● Texte fourni:
⟨

Comme le temps passe. Nous sommes en 2019, le 15 juin, et Johnny Hallyday aurait dû fêter ses 76 ans. 76 balais et la dégaine d’un biker revenu de tout sauf de l’amour, son pays réel. Récit d’une vie.
Le 51e album de Johnny s’est vendu à plus de 1 800 000 exemplaires, une performance hors normes. En 2018, il s’est classé 5e au niveau mondial, juste derrière Lady Gaga, et devant des stars internationales comme Ed Sheeran, Pink ou Eminem. Le Taulier reste le Taulier. C’est une bonne nouvelle depuis cette triste nuit du 5 décembre 2017 où il a quitté ce monde pour rejoindre son idole Elvis Presley et quelques autres, Johnny Cash, Jimi Hendrix, Buddy Holly, laissant ses Harley au garage.
La peur d’être abandonné
Tout a commencé par un abandon, celui de son père, Léon Smet. Le type était alcoolique, instable, coureur de femmes faciles, sans un sou en poche. Sa mère, Huguette Clerc, ne put s’occuper de lui, elle était mannequin-cabine. Jamais de « bonjour maman », aucun geste de tendresse. De la solitude à revendre pour ce beau gosse blond, aux yeux délavés par les larmes qu’il a toujours retenues, en serrant très fort les poings, timide avec les filles malgré sa gueule d’ange. Élevé par sa tante paternelle, Hélène Mar, ancienne star du cinéma muet, il a grandi avec ses cousines, danseuses de music-hall. À quatre ans, il a connu sa première tournée. Voilà, c’était parti, sans rien demander à personne, une vie de saltimbanque, jusqu’au bout de la route. Du sang yéniche, une population nomade de l’Europe de l’Est, coulait dans les veines de Léon. C’est l’unique héritage qu’il aura reçu de son géniteur.
Johnny a toujours vécu avec la peur d’être abandonné. C’est pour ça qu’il a compris, avec un instinct infaillible, la jeunesse des années 60. Ces ados étaient paumés dans un monde de technocrates qui n’avaient qu’une idée en tête : en faire des consommateurs effrénés. Plus d’idéaux, de rêves, d’envie de vivre debout. Des ados abandonnés par des adultes cyniques. Johnny n’a jamais combattu les époques qu’il a traversées. Il les a épousées, offrant à la jeunesse qui s’ennuie, puis aux enfants de cette jeunesse devenue rhumatisante, puis aux petits-enfants connectés, et ainsi de suite, il a offert ce qu’on lui avait refusé : un modèle, un confident, un pote. Ils sont devenus ses fans. Johnny leur a tout donné.

⟩

● Votre objectif: D'après le texte sur Johnny Hallyday, qui l'a élevé ? Appuyez-vous uniquement sur le texte fourni.

● Données extraites:
⟨

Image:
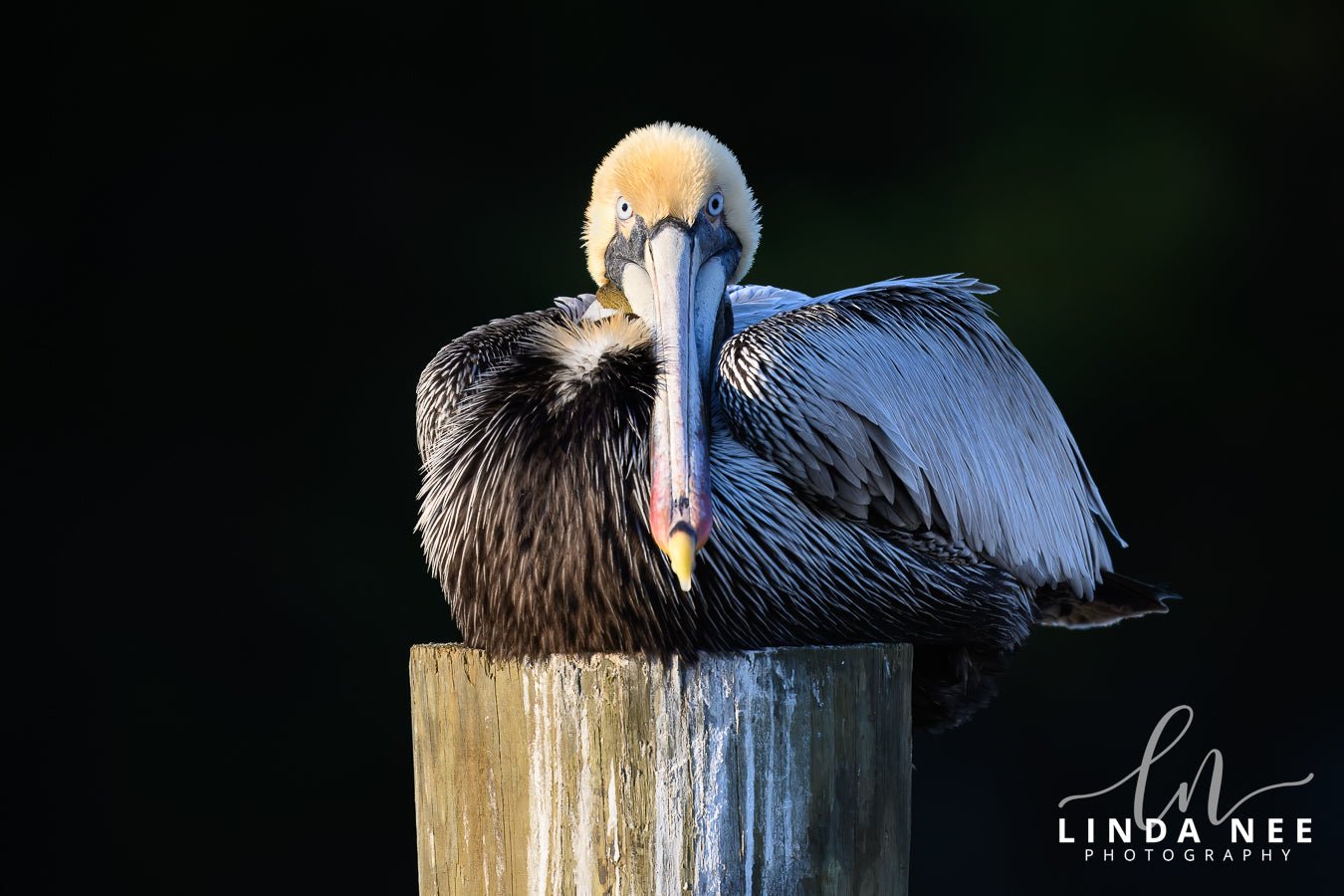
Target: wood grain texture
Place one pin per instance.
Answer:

⟩
⟨

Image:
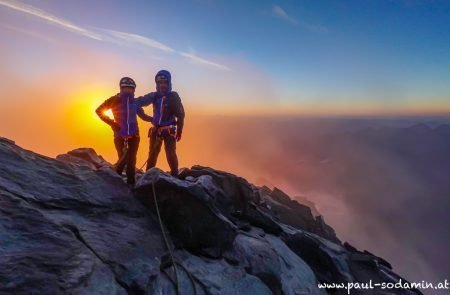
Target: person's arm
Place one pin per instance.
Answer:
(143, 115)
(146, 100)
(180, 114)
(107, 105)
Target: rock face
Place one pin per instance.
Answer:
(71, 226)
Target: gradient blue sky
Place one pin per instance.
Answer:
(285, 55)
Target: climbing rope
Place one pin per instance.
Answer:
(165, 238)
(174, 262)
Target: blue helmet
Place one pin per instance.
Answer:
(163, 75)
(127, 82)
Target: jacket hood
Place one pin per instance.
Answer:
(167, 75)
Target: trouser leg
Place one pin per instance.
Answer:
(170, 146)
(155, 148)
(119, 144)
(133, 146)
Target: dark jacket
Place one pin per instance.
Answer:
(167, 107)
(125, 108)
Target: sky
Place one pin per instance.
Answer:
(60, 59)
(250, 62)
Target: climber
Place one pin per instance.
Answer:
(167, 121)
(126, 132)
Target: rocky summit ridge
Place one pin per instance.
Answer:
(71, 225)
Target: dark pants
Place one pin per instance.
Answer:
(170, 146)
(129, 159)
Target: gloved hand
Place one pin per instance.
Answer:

⟩

● Réponse rédigée: Sa tante paternelle, Hélène Mar, ancienne star du cinéma muet.